##### READING TEXT #####

As with the network visualisation, this output is interactive. To see the full functionality, open the interactive version.
As well as showing the number of tweets in each timestep, Figure 17 shows a list of prominent terms from each ‘peak period’ of activity. These peak periods, which are shaded dark blue, are automatically detected based on some simple criteria that the user can customise. The top terms are not simply those that occur most frequently in each peak period (at least not by default). Rather, they are selected according to their frequency as well as their uniqueness to the period. 13 In addition, they exclude terms that appear in every single timestep, and force the inclusion of at least one location and person or organisation.
The purpose of the annotations is to provide a rough idea of what is going on in each period of peak activity. In this case, the terms for the first peak period (the peak itself was Sunday, 6 September) suggest that protests were a major talking point. As well as the word protesters and the hashtag 14 #melbourneprotest, the list includes the juicy ngram, protest_turns_violent. These terms are all hyperlinked to representative tweets, so all we need to do to get further context is click on them. Clicking on protesters, for instance, gives us this tweet:
Anti-lockdown protesters defied police in Melbourne, prompting arrests, even as the state of Victoria continued its improvement in stemming new cases https://t.co/fg89OCNE5y pic.twitter.com/YWPllpGCtD
— Reuters (@Reuters) September 5, 2020
Also discussed during this period was modelling (specifically, that used by the Victorian Government to justify their lockdown measures), the Prime Minister (known by some as Scotty), and the federal health minister, Greg Hunt. Meanwhile, Colac is the name of a town that had the majority of active cases in Victoria at the time.

##### SUPPLIED MATERIAL #####

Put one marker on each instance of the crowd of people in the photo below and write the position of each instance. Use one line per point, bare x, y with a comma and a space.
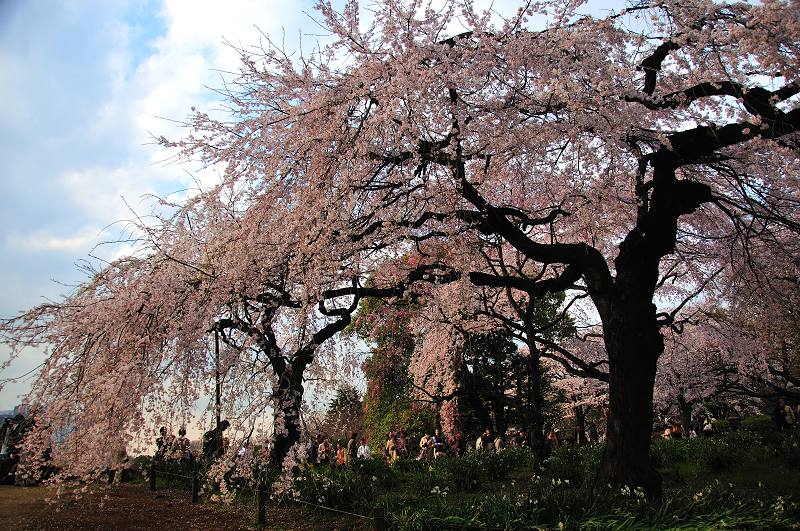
172, 448
397, 446
431, 445
785, 416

#####

Translate this sentence from the text above about tweet activity into Spanish: "The purpose of the annotations is to provide a rough idea of what is going on in each period of peak activity."

El propósito de las anotaciones es dar una idea aproximada de lo que está ocurriendo en cada período de máxima actividad.